**Stated problem**
Reproduce the stretch of the records from the start through the line containing "[878,201,968,498]", keeping the command line unchanged and offsetting every bounding-box coordinate by adding 23 to it.

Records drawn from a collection
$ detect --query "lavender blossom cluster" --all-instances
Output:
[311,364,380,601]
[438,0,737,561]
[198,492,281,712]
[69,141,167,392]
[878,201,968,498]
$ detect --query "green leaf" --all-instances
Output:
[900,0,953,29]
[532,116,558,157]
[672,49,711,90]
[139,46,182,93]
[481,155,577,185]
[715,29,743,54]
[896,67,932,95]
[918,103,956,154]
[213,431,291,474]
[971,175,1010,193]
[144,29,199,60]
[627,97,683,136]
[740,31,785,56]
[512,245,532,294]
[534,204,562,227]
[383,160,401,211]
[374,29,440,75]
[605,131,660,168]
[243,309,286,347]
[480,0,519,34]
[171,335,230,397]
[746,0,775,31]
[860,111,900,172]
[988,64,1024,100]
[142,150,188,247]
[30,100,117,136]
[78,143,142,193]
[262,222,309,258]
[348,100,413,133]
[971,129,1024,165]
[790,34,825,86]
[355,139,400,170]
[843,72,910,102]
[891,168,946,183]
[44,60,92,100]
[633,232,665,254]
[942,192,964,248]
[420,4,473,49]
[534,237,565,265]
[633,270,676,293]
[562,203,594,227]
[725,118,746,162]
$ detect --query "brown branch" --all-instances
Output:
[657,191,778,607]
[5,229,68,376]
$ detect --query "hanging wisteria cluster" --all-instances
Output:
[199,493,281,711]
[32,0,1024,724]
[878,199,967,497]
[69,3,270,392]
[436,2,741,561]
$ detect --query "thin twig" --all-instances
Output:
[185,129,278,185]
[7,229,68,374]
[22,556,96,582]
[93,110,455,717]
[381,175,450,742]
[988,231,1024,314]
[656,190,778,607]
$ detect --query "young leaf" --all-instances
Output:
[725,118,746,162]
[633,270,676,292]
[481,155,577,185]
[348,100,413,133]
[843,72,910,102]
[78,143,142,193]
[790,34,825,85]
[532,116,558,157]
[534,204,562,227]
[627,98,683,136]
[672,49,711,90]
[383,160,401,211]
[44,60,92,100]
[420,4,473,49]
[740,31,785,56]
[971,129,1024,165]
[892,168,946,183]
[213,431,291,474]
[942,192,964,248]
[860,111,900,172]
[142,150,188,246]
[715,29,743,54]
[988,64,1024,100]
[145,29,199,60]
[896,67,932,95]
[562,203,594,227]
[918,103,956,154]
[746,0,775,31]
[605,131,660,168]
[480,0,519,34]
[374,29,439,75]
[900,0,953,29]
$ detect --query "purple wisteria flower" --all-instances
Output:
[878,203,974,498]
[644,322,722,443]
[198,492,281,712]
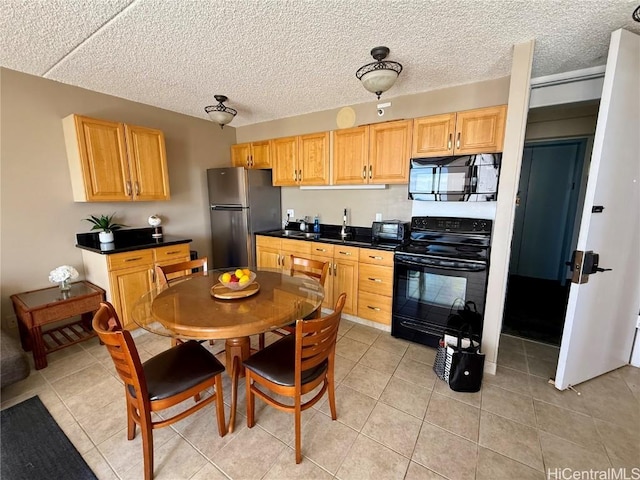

**Written answer**
$ detect --query "lavender blossom cluster" --all-instances
Output:
[334,387,403,624]
[461,23,760,584]
[221,515,304,735]
[92,164,190,415]
[901,224,991,521]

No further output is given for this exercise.